Selected extract
==*==

Maybe it was the fish tacos and too much pinot gris at dinner. Or the craving for dark chocolate and crushed peanuts that followed. Who know why I, or anyone else, spent Tuesday night tossing and turning between fits of waking and sleeping
That was the night I found myself in the living room of an old two-story house with a stoop, its exterior shingled in navy squares of asbestos. Inside was a group of people who were dressed as though they were going to church, one that required dresses for women and suits for men. A woman in a royal purple wrap and black patent leather pumps, sat on an olive green couch. She looked familiar, much like someone whose face I knew from Goodreads.com but had never met in real life.
I didn’t know what I was doing in this place more than an hour from my house and feared it was a start-up church, the kind that focused on the Old Testament, perhaps used the New Testament in ways Jesus would not have liked. I’d been done with bad news churches for decades and had no interest in squirming through a sermon that would leave me snippy.
Now, the good news in this story is that these people, all middle-aged and white, had gathered in the middle of nowhere in a starkly furnished house to play a kind of charades that involved no alcohol or shouting. Even the silent gestural clues were modest. Such civility intimated me into silence. I had no idea a party game could be so dull. When there was a break, I plotted my getaway and stood to leave, but something amazing happened before I acted on it. As I opened to door to leave, President Obama and the First Lady came through up to the door and entered. I decided to stay a while longer.

==*==

Supplied information
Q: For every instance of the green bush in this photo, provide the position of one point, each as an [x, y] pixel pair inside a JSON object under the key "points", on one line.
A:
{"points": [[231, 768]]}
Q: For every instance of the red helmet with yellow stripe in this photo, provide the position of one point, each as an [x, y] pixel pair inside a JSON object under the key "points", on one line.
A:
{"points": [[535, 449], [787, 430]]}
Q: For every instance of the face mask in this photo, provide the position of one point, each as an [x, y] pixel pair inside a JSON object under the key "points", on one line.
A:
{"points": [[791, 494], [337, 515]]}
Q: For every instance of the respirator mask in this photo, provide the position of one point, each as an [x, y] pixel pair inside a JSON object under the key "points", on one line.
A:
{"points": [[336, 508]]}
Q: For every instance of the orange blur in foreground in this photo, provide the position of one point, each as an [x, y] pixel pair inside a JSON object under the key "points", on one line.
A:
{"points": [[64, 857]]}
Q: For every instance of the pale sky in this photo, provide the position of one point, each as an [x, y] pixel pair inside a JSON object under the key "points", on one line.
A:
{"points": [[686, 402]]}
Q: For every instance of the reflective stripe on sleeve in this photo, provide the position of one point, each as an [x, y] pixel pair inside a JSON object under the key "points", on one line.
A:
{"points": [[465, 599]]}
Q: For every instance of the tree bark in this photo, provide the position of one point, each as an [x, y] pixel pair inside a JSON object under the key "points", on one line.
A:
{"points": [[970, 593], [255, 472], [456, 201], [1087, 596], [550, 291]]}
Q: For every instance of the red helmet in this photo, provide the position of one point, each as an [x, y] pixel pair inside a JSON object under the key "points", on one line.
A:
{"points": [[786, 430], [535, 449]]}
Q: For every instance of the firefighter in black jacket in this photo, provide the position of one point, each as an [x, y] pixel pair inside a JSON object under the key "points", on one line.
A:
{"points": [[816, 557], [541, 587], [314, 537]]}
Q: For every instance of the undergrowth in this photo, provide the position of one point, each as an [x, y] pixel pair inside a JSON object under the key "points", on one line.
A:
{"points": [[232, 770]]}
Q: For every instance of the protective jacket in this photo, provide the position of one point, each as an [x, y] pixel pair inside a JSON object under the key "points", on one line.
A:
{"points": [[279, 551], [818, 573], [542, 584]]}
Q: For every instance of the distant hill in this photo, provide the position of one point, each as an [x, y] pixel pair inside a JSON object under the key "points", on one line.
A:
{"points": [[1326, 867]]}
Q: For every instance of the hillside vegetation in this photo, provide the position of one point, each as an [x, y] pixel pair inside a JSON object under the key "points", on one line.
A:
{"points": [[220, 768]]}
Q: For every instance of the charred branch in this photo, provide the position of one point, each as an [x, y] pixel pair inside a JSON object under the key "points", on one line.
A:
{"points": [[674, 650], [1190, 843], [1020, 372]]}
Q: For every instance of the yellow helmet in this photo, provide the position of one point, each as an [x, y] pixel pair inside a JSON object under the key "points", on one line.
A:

==*==

Instructions to follow
What comes next in the account of the Tuesday-night dream above, after the narrator decides to stay a while longer?

Response box
Rather than shake hands or politicize, the Obamas, too, came to play charades. They were crazy about the game. Before taking a seat, Michelle said to me, “I heard about your novel, Cooley & Rose. I want to read it.”
Thrilled – how did she know me? – I excused myself to go to my car to grab a copy, even though, until that moment, I had no idea how I’d driven there. Dreams are like that. Details come when you truly need them. All the way to the car and back, I reminded myself to take a photo of Michelle holding my book, to ask someone to take a picture of the two of us. Once I was inside, however, I was so awed by the power of word-of-mouth, especially the mouth that knew a First Lady, that I forgot my intentions. I left with no recorded memory of the moment, and nothing to help sell my modest indie undertaking. The disappointment was crushing.
And it was the next morning, too, when I woke from my dream. I still wanted those photos.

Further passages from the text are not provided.